**TASK DESCRIPTION**
Please copy the records below, starting at the line that contains "Rules: pick out every instance of the building's" and ending at the line that contains "point(784, 164)", with "metal roof" swapped for "tin roof" and nothing else changed.

Point labeling records
+++

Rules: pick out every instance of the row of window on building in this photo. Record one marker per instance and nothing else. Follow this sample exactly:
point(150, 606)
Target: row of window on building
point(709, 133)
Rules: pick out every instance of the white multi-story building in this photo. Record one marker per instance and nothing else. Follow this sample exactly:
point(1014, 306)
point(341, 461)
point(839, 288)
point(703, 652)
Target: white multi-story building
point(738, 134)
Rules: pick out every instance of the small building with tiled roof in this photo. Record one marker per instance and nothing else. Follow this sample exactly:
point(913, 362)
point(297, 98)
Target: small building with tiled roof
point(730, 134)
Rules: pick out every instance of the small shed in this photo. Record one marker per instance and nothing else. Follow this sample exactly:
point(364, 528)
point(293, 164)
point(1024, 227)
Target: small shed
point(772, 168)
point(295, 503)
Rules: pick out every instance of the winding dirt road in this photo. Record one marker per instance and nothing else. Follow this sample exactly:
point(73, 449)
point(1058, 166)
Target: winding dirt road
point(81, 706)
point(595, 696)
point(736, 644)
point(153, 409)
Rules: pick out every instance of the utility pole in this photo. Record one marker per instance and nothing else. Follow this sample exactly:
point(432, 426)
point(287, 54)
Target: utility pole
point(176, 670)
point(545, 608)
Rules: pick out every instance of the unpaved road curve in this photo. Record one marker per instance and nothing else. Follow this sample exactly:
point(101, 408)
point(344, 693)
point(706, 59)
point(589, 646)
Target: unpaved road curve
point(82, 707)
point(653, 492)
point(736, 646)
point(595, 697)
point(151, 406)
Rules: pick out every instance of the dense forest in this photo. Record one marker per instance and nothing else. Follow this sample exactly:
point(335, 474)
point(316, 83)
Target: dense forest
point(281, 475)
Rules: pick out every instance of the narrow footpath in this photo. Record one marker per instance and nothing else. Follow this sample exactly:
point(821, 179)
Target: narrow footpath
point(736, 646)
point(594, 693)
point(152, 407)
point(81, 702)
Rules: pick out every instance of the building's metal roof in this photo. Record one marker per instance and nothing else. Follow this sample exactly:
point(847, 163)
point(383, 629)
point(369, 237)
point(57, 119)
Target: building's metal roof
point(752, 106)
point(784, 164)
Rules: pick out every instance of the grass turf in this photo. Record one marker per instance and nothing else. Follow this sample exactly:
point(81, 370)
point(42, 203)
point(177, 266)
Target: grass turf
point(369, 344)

+++

**SOLUTION FOR THIS TASK**
Rules: pick out every instance of the building's tin roof in this photo. Record one marker per instance and nothing else. Follow this sample exactly:
point(847, 163)
point(383, 629)
point(369, 237)
point(57, 119)
Target: building's tin roof
point(752, 106)
point(784, 164)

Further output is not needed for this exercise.